> [Page text]:
-- -- --

Calling Cards

I have been requested to review the conventions for use of the calling card.

As you are likely to know, calling cards have been used for decades in polite society. They are an important part of the custom of paying calls on ones friends and neighbors. Upon arriving during calling hours on a lady’s calling day, or upon calling on a gentleman, one presents a calling card to the servant who answers the door. One waits patiently in the receiving hall while the servant determines if the person you are calling is “at home.” The receiving area usually has a display of the calling cards of previously received callers. Reviewing these is a good way of catching up on the connections of your friend. Most gracious households provide some other amusements such as well-chosen prints or perhaps a Bible tract in their hall.

Should the person you are calling not be home, the leaving of your card is considered exactly to have been as if you had passed a pleasant time calling on him or her. The person called on is obligated to return the call under most circumstances. Of course there are many more fascinating details of proper etiquette for calls that we may discuss at some future time.

The calling card itself is of high quality thick paper or light card material. Gentleman’s cards are 3 inches by 1 ½ inches, while lady’s cards are 3 inches by 2 ½ inches. During the 1860s there was a positive craze for elaborately designed color lithographed cards with flowers, ornamentation, and so on. But even then the very best society used a plain card. Cards may be tastefully engraved or hand-written. Indeed, a well-written card shows the skill and breeding of the writer.

A gentleman’s card has his name centered on the card. If he desires, he may place his address on the lower right corner. Should he be using the card for his business or profession, he may place the name of the business immediately under his own name. My business card, for example is:

Edwin B. Crocker, Esq.

Central Pacific Railway

O St.

My personal card omits the name of my business.

A married lady’s card includes both her and her husband, using his name. Should she have unmarried daughters who are of age to receive, then they are listed as “Miss X” or “Misses X” below her name. A lady may place the day she receives visitors in the lower right of her card. For example, Mrs. Crocker and daughters Mary, Kate, and Nellie use this card:

Hon. Mr. and Mrs. E. b. Crocker
Misses Crocker


O St.

(I am titled “Honorable” because of my judicial title. Most men simply use “Mr.”) Should Mrs. Crocker be widowed by my unfortunate demise, her card would change to show “Mrs. Margaret Crocker.” If both Margaret and I have passed on, then the girls would have a card that showed “Misses Crocker.” Boys do not use calling cards if calling with their father. If they have earned the right to be recognized in society as men, then they are treated as men and have their own cards.

The custom of paying calls during the Christmas holidays, coupled with the use of decorated calling cards for that occasion resulted in the idea that the new postal service could deliver a calling card to absent friends and family who lived too far away to actually pay a festive call. I understand that this custom of Christmas Cards has continued to thrive in your century. I understand that the advertising cards that many businesses use have also lived on.

Alas that the custom of a specific day for a lady to be “at home” to receive visitors has vanished.

Perhaps you would consider substituting your “web home page” in your calling cards where we place our home address?

-- -- --

> [Entries supplied]:
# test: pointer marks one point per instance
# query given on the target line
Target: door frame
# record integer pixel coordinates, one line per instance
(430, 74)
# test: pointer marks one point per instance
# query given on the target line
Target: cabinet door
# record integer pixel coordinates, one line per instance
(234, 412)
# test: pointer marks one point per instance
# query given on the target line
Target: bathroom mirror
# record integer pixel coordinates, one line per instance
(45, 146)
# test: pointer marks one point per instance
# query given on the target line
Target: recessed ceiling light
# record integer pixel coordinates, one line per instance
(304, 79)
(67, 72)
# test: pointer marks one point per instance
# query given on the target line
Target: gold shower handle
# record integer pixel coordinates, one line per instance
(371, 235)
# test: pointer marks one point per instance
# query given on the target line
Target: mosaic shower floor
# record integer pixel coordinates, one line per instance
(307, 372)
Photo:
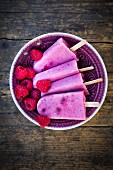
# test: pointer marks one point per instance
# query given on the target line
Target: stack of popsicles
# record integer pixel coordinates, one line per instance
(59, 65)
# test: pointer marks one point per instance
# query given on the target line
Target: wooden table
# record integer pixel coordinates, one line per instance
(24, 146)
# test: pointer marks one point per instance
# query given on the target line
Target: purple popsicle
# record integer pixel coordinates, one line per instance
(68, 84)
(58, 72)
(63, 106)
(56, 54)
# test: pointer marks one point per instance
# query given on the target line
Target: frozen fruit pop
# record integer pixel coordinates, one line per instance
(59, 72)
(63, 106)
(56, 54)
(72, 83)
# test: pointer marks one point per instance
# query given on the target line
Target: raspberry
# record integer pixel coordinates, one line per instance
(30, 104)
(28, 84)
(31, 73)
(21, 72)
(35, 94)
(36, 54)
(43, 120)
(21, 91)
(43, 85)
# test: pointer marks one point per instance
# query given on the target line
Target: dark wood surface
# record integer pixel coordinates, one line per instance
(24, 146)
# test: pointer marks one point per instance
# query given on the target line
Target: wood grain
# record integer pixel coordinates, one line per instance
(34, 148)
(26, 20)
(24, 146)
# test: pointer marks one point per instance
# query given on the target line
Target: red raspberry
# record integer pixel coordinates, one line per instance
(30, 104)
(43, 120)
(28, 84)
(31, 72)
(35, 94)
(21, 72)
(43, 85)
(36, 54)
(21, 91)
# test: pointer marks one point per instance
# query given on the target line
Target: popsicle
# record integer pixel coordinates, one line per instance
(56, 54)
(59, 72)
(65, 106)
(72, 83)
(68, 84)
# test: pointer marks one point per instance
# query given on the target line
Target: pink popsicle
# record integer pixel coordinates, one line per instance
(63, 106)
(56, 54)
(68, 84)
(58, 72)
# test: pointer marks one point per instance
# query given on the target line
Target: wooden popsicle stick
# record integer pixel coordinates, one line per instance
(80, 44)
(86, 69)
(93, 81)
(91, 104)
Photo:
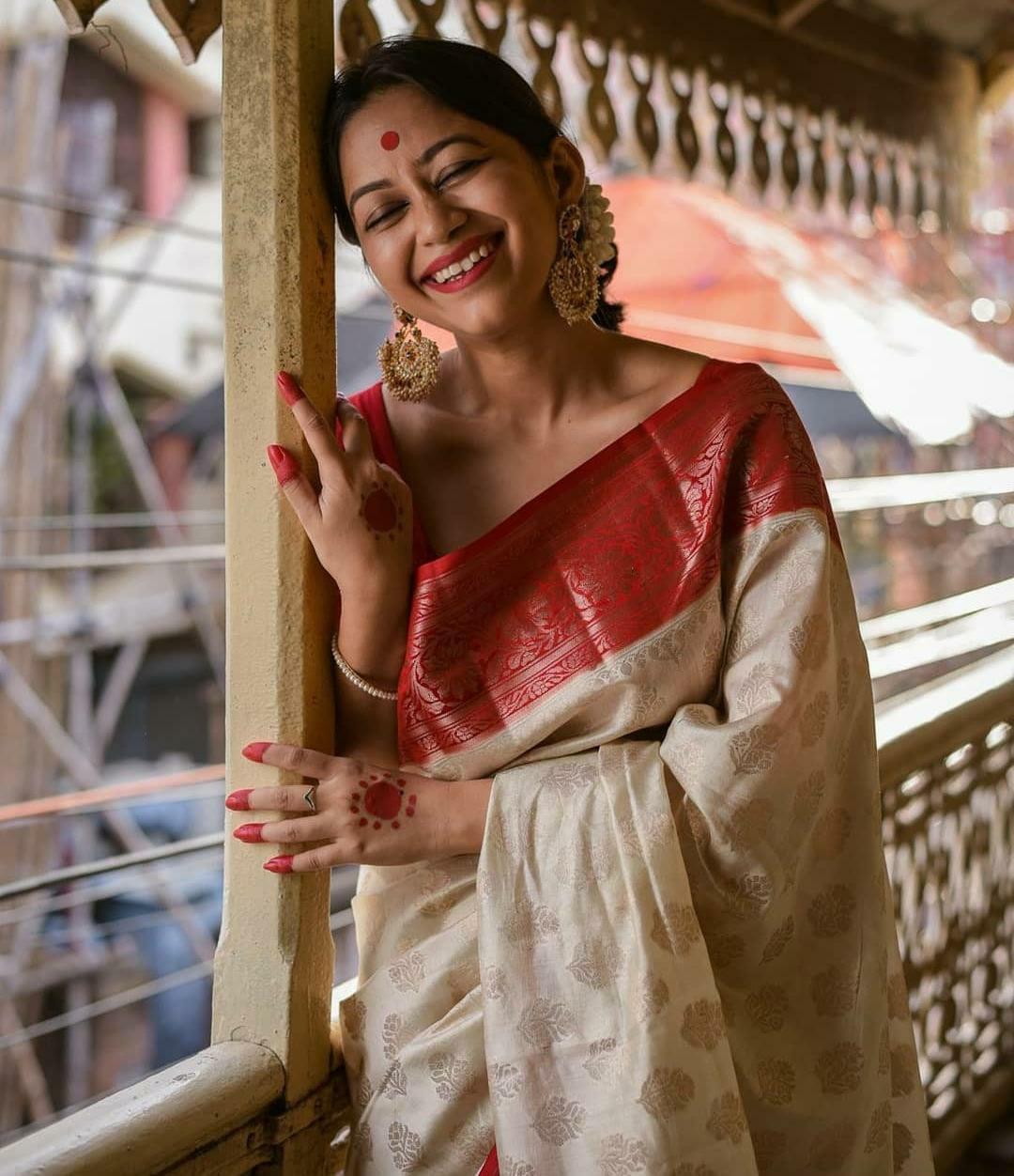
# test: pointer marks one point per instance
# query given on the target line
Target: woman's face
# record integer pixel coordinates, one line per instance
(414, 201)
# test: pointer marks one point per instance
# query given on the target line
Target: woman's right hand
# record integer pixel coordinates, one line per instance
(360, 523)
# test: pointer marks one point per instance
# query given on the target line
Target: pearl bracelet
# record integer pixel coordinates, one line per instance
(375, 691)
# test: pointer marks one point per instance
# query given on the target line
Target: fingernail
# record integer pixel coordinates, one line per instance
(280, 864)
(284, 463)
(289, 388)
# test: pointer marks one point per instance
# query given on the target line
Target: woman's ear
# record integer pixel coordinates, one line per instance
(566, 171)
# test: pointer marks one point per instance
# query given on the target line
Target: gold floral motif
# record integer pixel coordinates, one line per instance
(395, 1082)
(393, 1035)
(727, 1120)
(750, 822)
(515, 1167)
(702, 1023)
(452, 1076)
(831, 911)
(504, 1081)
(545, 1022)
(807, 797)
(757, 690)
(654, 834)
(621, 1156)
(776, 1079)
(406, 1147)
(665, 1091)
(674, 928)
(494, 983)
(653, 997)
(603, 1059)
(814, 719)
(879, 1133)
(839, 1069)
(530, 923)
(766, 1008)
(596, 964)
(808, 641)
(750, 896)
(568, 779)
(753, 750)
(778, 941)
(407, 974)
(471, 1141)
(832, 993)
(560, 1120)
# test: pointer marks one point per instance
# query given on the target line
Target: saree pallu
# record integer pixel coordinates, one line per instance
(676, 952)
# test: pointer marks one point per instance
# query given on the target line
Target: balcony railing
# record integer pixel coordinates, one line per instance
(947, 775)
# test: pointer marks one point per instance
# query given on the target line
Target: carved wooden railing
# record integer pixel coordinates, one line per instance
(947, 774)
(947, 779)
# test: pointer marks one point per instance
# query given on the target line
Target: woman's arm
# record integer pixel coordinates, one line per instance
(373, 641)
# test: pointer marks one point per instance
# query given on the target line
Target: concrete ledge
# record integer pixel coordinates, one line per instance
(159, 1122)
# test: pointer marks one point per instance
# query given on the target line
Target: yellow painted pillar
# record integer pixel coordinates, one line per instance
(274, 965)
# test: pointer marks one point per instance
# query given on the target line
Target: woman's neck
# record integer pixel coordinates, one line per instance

-- -- --

> [Prompt A]:
In the calling cards text, what are the dimensions of a lady's card?
> [Prompt B]:
Name every daughter of Mrs. Crocker mentioned in the calling cards text.

> [Answer box A]:
3 inches by 2 ½ inches

> [Answer box B]:
Mary, Kate, Nellie